◆ WRITTEN INSTRUCTION: Copy the stretch from the line that contains "Identify a point for each instance of the yellow safety" through the end of the data, substituting "high-visibility vest" for "yellow safety vest" and leaving everything else as it is.

+++

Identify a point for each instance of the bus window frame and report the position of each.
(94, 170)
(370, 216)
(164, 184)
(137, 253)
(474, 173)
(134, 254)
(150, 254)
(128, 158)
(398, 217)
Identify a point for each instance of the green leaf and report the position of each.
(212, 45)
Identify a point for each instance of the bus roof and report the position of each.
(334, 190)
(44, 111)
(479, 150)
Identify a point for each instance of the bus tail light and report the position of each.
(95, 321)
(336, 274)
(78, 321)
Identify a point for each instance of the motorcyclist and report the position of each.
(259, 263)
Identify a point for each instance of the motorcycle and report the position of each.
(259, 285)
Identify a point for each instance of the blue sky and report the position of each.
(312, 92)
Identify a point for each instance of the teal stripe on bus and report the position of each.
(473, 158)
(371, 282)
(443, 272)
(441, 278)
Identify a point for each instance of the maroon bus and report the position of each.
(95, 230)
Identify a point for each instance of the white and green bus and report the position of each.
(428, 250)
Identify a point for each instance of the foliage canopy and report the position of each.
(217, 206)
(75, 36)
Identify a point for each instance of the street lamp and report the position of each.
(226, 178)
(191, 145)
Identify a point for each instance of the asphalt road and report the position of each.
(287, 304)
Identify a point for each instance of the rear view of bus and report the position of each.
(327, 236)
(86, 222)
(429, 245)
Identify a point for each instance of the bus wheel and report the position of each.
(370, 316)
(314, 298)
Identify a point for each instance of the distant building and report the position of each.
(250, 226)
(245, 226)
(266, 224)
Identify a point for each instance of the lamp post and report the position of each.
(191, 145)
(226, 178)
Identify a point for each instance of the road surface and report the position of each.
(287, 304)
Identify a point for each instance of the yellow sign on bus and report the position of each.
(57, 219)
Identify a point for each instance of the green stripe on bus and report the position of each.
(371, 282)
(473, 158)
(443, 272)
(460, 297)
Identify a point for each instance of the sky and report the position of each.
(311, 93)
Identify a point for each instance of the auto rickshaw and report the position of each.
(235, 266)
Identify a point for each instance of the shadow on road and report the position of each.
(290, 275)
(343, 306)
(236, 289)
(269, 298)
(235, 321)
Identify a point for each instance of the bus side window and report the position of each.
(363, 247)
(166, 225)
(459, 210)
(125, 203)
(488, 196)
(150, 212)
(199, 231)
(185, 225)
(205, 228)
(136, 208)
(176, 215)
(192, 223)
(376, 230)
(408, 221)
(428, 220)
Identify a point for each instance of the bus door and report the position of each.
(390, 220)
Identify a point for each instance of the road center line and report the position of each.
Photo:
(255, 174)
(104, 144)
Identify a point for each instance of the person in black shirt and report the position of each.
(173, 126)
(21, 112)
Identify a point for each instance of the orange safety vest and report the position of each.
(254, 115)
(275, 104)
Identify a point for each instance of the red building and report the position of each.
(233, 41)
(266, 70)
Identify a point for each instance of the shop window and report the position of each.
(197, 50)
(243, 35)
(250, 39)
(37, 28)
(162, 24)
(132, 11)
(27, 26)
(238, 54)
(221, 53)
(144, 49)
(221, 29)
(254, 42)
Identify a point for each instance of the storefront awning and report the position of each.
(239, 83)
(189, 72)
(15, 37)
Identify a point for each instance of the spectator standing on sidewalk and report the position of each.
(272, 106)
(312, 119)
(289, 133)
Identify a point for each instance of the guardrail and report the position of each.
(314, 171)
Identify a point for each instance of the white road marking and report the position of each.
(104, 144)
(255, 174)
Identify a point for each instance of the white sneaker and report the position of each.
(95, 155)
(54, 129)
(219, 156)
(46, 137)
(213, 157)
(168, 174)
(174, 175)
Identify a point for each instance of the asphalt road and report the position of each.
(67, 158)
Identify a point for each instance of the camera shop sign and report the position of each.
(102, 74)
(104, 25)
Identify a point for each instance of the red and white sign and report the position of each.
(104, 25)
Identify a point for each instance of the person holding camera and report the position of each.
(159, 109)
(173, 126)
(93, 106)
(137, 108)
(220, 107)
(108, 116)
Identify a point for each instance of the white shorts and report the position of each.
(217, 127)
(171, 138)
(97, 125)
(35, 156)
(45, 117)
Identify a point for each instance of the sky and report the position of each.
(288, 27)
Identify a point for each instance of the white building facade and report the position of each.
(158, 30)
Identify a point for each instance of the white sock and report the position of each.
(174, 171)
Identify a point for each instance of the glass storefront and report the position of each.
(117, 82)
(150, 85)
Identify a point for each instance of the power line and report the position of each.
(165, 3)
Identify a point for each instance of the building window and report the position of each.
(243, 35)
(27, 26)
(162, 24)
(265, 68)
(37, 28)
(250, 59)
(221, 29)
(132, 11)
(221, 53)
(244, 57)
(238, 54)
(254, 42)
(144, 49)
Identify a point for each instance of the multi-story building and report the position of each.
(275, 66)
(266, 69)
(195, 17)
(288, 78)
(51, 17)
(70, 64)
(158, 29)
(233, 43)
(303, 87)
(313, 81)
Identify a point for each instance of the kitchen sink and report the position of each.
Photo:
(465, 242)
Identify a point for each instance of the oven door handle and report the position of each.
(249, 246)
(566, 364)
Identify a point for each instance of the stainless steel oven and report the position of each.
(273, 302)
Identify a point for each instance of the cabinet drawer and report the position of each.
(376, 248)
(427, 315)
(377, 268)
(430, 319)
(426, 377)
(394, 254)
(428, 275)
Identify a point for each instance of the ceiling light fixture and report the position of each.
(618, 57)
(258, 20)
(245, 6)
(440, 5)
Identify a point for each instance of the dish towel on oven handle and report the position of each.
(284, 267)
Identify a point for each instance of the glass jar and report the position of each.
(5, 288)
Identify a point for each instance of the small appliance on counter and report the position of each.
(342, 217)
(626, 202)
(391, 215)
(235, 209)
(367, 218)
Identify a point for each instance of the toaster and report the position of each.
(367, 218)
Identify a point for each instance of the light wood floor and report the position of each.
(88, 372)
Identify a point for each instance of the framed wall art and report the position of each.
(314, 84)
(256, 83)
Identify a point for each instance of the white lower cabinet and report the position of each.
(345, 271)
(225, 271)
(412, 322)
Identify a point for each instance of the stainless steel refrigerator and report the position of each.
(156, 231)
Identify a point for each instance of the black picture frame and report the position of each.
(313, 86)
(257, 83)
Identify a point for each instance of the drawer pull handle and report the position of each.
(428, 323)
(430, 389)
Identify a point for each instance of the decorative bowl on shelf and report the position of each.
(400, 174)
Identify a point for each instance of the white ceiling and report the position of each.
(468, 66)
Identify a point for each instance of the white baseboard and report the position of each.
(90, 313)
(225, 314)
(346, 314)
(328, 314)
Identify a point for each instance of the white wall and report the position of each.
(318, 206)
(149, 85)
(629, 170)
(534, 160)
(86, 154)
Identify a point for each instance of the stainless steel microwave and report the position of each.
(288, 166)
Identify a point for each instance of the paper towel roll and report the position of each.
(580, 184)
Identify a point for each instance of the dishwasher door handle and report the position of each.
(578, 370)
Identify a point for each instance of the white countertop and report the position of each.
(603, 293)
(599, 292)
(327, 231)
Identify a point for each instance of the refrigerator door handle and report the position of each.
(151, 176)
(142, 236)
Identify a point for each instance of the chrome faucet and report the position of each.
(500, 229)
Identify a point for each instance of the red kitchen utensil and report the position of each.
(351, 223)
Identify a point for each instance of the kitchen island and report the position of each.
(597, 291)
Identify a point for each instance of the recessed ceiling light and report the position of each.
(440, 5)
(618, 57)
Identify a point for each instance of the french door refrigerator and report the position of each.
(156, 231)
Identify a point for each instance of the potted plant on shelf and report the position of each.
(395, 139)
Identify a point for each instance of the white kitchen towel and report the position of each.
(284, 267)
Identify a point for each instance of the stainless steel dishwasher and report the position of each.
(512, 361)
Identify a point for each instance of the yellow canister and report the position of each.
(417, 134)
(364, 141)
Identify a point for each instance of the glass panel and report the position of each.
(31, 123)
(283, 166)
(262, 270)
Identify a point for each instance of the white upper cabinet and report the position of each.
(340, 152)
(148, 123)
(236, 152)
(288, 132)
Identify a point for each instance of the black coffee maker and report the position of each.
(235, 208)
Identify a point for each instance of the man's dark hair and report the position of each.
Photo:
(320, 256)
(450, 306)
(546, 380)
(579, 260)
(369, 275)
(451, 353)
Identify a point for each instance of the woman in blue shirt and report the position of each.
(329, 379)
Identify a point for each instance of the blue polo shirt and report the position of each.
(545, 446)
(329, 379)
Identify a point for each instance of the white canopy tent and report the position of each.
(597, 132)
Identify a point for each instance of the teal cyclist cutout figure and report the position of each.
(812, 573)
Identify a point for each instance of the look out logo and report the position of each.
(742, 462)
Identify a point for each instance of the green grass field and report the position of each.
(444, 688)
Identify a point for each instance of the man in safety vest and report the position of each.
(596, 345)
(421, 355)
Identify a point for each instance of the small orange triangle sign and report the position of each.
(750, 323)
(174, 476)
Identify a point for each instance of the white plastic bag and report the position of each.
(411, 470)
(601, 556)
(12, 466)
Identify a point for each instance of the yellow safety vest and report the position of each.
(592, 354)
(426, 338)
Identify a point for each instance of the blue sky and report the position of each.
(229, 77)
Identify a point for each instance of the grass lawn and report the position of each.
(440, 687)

+++

◆ COMPLETED EXERCISE:
Identify a point for each instance of the high-visibility vest and report the position of each.
(592, 354)
(426, 338)
Identify a point for each instance of the blue sky and report the position of each.
(229, 77)
Identify a point for each instance of the grass lawn and report the position of each.
(440, 687)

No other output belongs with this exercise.